Start of The data

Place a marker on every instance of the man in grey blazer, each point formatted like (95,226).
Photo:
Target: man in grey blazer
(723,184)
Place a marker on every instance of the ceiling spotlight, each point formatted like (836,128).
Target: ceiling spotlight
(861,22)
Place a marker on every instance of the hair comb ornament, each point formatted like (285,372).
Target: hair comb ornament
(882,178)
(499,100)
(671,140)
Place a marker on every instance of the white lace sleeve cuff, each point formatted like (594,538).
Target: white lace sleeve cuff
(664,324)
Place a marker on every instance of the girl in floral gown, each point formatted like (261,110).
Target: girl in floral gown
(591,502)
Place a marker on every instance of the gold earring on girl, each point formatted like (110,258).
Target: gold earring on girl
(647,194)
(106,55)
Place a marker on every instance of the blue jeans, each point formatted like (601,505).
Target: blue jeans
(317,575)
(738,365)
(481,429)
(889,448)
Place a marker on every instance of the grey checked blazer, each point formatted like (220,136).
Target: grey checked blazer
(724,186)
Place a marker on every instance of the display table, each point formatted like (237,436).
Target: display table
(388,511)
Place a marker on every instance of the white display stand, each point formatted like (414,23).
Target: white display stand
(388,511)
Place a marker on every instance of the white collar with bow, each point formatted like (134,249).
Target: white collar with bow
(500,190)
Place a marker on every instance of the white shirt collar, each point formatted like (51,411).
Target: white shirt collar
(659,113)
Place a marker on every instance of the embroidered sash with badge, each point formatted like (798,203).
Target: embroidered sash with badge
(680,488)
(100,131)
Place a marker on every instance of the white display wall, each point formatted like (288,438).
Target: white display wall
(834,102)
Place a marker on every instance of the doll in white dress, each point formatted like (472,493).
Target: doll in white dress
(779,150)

End of The data
Start of The data

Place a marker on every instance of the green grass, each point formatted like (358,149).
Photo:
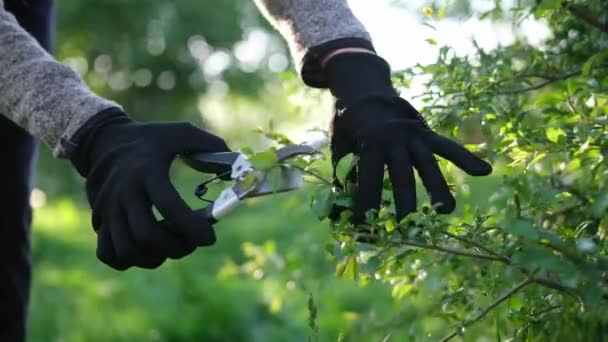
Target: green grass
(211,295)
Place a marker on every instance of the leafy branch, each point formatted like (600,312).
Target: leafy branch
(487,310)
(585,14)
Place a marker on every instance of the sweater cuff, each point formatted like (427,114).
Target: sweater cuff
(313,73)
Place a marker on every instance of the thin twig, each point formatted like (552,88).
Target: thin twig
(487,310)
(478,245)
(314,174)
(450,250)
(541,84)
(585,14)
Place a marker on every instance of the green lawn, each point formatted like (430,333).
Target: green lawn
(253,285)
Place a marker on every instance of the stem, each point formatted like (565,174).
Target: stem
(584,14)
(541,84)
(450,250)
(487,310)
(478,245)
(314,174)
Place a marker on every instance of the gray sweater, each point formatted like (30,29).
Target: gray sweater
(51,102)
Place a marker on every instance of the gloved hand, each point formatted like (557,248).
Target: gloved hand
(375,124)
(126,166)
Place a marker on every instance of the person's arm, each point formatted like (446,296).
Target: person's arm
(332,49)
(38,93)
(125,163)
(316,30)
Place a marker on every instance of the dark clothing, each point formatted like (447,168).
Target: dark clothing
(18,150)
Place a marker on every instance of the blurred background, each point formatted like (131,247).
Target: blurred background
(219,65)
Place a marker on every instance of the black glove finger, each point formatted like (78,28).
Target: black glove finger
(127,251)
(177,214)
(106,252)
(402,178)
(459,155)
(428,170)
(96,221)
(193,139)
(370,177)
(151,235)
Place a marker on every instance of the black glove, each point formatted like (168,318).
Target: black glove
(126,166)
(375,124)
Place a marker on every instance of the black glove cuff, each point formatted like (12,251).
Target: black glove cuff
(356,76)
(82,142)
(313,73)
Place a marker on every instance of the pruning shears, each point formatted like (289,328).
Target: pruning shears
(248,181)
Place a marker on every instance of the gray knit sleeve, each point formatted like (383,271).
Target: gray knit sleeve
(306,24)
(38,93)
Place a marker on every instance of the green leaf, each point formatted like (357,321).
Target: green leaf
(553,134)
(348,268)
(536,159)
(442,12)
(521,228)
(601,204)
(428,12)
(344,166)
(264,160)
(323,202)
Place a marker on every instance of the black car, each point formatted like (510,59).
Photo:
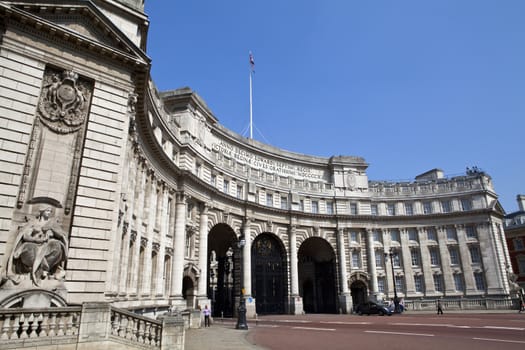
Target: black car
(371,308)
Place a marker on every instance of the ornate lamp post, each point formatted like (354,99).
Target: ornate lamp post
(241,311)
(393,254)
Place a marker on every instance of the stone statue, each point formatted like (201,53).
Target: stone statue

End of The data
Start of The data

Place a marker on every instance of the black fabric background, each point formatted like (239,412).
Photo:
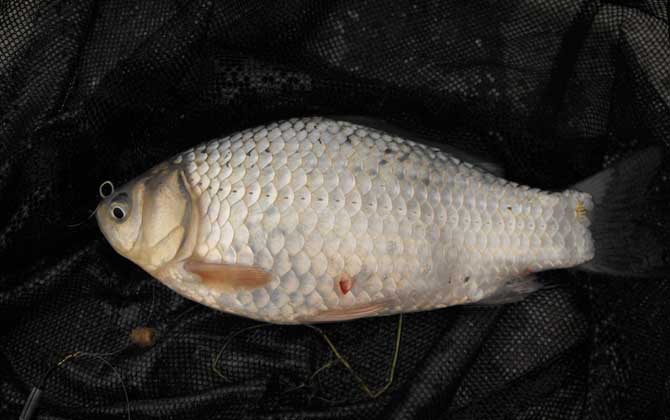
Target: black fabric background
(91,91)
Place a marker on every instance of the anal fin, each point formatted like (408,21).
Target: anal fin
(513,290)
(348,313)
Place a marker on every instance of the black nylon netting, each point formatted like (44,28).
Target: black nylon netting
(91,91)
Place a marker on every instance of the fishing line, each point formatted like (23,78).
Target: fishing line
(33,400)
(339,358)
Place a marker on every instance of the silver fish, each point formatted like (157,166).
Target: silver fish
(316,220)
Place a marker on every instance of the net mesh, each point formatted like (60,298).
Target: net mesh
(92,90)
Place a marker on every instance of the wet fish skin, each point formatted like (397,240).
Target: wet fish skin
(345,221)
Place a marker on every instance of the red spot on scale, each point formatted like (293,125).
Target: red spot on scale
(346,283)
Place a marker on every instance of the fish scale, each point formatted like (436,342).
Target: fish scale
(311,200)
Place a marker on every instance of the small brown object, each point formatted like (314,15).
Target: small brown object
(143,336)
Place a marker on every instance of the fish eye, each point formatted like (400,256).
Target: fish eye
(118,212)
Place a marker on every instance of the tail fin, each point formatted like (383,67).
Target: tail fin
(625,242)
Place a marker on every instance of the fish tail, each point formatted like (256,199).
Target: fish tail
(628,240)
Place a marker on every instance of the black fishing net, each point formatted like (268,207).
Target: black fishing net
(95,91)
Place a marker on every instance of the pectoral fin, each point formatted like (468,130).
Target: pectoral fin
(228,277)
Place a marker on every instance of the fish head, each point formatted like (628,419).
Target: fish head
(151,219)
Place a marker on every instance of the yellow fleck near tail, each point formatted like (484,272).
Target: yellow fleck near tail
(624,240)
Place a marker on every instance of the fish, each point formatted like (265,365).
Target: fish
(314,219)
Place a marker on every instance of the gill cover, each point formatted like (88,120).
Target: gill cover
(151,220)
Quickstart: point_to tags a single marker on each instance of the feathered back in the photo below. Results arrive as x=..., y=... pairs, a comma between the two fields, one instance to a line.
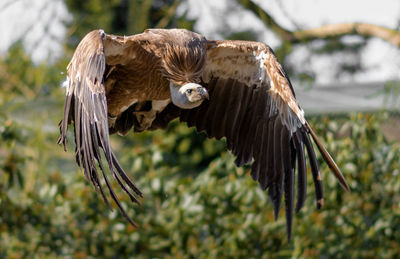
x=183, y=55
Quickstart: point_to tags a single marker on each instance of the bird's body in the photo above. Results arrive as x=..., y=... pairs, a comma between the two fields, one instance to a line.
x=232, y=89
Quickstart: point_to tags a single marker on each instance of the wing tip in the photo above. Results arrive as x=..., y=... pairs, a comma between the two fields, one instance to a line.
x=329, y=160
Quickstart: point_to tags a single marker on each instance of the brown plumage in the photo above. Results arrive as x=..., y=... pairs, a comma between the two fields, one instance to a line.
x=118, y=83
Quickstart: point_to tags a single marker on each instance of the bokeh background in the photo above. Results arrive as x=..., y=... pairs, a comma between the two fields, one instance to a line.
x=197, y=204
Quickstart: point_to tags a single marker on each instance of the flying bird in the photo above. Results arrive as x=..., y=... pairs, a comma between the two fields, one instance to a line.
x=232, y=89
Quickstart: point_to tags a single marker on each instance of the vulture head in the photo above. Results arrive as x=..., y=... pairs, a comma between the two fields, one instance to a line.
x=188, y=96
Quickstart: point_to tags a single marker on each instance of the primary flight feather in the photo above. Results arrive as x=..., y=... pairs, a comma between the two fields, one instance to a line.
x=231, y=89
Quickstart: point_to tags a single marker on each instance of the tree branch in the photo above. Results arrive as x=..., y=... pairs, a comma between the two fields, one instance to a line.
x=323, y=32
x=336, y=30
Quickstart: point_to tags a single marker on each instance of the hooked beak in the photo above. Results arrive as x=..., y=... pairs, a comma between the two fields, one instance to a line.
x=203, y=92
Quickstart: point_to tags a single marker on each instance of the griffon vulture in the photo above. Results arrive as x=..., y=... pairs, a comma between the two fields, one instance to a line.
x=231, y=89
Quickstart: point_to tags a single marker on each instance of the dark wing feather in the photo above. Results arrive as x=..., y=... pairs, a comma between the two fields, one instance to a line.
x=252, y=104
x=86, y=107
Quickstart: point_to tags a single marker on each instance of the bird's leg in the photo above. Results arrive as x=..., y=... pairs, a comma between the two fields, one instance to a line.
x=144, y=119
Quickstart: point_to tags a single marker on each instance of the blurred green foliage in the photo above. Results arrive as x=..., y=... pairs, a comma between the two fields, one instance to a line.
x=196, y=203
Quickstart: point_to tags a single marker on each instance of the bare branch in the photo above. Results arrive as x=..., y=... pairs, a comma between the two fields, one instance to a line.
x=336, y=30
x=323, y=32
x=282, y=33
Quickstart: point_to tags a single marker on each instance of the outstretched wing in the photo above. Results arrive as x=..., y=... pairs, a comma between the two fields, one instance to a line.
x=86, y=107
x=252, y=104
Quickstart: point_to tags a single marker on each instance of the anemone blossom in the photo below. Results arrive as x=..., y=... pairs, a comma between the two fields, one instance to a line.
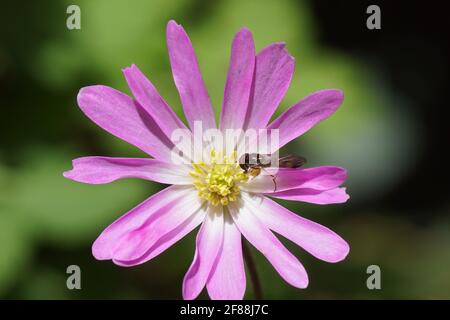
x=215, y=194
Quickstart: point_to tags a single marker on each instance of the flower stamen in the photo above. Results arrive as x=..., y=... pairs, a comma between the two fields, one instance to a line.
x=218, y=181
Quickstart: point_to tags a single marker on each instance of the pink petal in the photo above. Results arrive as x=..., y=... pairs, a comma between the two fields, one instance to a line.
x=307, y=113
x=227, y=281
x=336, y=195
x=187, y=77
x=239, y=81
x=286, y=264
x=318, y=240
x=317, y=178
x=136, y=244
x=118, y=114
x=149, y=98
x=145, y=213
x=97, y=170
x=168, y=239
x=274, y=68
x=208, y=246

End of The data

The task: Say the number of lines above that include "statue", and only that.

Completed exercise: 2